WHAT YOU NEED TO DO -> How many lines in the records below contain the word "boulder"? Reply with the number only.

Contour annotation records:
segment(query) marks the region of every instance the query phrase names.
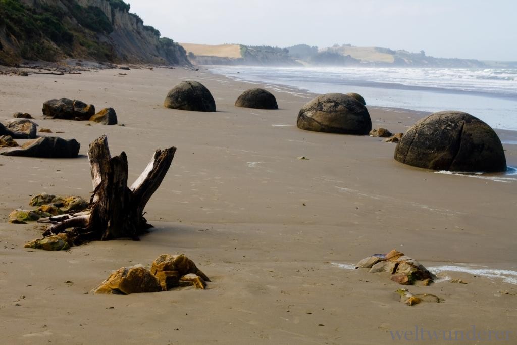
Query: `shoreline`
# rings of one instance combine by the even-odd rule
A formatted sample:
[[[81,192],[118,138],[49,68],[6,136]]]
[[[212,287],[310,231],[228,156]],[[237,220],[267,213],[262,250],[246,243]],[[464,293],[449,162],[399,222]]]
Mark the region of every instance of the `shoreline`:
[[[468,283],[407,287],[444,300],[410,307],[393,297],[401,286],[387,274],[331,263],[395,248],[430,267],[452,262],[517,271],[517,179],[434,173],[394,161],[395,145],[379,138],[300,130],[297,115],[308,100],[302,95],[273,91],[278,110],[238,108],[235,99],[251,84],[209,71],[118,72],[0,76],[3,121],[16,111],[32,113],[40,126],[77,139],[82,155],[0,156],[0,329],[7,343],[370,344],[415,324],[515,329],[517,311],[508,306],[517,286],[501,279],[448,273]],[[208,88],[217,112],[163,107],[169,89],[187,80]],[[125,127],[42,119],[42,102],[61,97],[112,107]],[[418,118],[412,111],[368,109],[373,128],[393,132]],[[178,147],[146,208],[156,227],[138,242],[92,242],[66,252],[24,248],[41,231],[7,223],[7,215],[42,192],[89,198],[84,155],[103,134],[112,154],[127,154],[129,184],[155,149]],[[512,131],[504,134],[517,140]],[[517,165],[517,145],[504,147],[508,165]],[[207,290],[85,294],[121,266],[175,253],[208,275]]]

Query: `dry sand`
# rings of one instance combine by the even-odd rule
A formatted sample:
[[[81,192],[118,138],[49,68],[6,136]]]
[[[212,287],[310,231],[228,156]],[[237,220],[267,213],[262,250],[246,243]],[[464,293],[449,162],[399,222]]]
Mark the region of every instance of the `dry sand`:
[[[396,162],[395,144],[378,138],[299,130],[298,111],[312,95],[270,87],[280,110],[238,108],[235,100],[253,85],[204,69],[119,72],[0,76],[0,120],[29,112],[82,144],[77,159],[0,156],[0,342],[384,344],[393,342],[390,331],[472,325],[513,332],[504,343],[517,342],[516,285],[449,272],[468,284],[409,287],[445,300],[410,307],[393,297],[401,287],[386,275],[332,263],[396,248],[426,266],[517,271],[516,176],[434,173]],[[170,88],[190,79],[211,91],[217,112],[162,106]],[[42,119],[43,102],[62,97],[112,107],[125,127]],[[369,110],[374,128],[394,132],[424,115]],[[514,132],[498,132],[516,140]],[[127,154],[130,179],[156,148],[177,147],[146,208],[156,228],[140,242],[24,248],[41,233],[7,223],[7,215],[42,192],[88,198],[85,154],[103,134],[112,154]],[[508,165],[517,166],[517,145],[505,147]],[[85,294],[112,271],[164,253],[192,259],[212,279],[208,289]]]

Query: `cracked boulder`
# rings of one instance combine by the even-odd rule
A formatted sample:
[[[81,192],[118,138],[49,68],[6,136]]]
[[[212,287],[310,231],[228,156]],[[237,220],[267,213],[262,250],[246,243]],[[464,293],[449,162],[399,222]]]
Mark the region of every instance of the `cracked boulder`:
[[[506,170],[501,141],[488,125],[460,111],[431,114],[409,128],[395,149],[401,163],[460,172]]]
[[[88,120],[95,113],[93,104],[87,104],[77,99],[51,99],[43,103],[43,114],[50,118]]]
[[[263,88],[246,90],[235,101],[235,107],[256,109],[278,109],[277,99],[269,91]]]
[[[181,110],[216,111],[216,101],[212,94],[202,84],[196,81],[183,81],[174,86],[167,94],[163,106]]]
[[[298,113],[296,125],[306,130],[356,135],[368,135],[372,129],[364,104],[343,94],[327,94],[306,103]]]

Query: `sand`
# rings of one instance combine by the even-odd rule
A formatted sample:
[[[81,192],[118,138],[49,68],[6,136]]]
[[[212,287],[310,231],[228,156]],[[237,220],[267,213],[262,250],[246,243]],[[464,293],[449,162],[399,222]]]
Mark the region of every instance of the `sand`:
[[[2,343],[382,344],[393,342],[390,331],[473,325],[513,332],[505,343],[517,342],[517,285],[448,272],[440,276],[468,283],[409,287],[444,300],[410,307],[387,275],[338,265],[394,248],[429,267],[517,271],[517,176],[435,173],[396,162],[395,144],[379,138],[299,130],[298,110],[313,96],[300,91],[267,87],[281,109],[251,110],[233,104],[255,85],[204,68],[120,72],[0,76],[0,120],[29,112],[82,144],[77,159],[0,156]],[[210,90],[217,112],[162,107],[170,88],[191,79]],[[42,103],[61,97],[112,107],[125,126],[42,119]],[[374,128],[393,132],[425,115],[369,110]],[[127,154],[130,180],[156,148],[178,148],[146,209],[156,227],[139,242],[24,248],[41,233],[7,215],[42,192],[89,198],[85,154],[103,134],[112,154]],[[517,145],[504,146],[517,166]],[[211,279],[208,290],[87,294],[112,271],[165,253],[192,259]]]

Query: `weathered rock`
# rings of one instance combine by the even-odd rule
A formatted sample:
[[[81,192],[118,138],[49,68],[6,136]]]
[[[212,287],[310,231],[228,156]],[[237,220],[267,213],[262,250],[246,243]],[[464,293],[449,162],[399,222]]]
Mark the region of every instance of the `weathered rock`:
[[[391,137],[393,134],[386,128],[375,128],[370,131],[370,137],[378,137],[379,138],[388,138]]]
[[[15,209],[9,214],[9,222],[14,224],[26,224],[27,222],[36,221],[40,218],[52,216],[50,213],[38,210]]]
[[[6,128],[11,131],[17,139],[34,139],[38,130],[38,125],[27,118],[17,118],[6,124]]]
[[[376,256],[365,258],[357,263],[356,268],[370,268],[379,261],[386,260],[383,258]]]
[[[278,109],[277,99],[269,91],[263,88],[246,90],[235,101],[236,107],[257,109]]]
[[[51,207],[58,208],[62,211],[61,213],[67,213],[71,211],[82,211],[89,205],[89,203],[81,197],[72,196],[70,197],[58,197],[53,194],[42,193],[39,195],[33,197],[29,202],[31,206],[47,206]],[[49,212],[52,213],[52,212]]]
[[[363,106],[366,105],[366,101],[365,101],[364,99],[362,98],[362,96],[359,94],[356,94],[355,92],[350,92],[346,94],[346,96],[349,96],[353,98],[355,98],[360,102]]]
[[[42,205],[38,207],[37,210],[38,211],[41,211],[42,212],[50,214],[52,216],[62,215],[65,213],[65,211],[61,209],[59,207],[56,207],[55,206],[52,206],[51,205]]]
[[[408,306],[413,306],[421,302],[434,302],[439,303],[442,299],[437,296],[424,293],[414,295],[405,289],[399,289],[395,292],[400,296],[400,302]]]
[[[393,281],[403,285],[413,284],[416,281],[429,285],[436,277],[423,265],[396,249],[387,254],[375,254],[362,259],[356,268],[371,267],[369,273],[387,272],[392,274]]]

THE SOLUTION -> 2